DESCRIPTION OF THE TASK:
Reproduce every record exactly.

DATA SHOWN:
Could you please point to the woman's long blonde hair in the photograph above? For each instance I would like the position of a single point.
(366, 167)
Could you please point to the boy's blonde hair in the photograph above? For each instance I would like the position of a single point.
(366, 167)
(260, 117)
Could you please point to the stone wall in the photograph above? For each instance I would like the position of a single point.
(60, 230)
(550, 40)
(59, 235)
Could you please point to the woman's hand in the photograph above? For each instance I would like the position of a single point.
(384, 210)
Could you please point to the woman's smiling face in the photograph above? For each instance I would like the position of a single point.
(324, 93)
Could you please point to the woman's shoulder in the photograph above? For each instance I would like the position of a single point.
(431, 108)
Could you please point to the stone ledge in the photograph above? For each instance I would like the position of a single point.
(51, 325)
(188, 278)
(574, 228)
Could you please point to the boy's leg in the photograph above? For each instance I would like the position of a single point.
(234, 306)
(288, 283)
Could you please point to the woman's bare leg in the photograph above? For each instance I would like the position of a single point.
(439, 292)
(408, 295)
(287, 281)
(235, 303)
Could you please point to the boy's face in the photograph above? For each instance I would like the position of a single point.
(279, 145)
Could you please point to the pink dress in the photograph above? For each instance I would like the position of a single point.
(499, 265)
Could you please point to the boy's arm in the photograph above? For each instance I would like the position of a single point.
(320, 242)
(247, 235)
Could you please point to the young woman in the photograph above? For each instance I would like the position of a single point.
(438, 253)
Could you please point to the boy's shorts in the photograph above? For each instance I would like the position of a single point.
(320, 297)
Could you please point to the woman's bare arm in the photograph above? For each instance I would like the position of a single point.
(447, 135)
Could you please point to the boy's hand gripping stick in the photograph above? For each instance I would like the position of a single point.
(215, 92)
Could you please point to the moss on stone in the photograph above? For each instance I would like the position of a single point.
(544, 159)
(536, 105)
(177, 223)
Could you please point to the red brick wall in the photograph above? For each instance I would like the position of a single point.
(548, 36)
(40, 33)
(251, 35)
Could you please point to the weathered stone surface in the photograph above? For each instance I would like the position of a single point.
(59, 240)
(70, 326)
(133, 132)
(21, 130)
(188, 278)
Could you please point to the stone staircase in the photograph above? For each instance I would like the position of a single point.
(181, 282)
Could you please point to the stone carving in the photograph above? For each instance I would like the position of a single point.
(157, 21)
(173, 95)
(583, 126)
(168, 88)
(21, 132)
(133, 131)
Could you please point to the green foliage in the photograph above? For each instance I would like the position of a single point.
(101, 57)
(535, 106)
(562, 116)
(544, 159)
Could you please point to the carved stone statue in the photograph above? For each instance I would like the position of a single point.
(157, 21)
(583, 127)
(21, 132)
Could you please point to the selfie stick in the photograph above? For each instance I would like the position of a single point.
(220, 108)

COMPLETED EXERCISE:
Could you please point to the woman's long blonde hair in the photograph above? For each instance I would like the position of a single point.
(366, 167)
Could you please point to the boy's blonde hair in the photograph above? For each instance I would like the position of a single point.
(366, 167)
(260, 117)
Could you please point to the stone wall in the photograph above? For each instance I would like the position of a single point.
(60, 230)
(550, 40)
(59, 235)
Could you please point to the woman's hand in the photograph above? For each instance I would like the position of a single point.
(384, 210)
Could you please point to the woman's smiling face in the photograph above? For each instance I would like the position of a single point.
(324, 93)
Could you please point to the woman's shoulder in the photograph above? For each instance I would like the position of a single point.
(431, 108)
Could you please point to the stone ledge in the photograph above? For each instance I would like the position of a single point.
(51, 325)
(188, 278)
(574, 228)
Could you please point to the boy's leg in the photograph above? For each instance I would like the position of a single point.
(234, 306)
(288, 283)
Could you please point to the woman's bare leg in the photograph above? For each instance I would like the position of a single point.
(439, 292)
(408, 295)
(287, 281)
(235, 303)
Could you please point to the boy's face in the photograph above? For each instance I would like the position of a single point.
(279, 145)
Could you please point to the pink dress in the photograph above? For each instance I would like the position of a single point.
(499, 265)
Could you please point to the boy's arm in the photograph above? For each instance I would like the position of a single point.
(320, 242)
(247, 235)
Could you please point to the young woman in the photograph above? For each instance I would like the position of a single point.
(438, 253)
Could you please point to the boy's shorts in the photograph above? For each instance I would like the position of a single point.
(320, 297)
Could you please point to the woman's bare arm in the photograph above? For each instance I would like the position of a single point.
(447, 135)
Could you please point to the boy's hand gripping stick in the photograph above? For each instance I would like the position of a single point.
(215, 92)
Could you please point to the moss on stone in the photograph above? For each instance I would like the position of a single point.
(544, 159)
(536, 105)
(177, 223)
Could you please point to the red brick wall in the photograph above? For each instance I would like the position of a single point.
(548, 36)
(40, 33)
(251, 35)
Could you please point to the weathered stone surface in the photograph above? For each instance I would like the position of a single point.
(59, 240)
(70, 326)
(133, 132)
(21, 130)
(188, 278)
Could you please point to the stone staircase in the photograph above? For each instance I would like the position of a single point.
(181, 282)
Could you please point to the stone carving in the photograph above? For each instance I would like the position of a single point.
(157, 21)
(173, 95)
(583, 126)
(168, 88)
(21, 132)
(133, 131)
Could you please point to the green foliage in the photograph above? For each instance I would like the position of a single point.
(101, 57)
(535, 106)
(562, 116)
(544, 159)
Could you please point to the carved stone statue in the photograph above? For each instance I would like the position of a single point.
(157, 21)
(583, 127)
(21, 132)
Could you please point to the selfie stick in the photograph above? For each instance I would like the position of a single point.
(220, 108)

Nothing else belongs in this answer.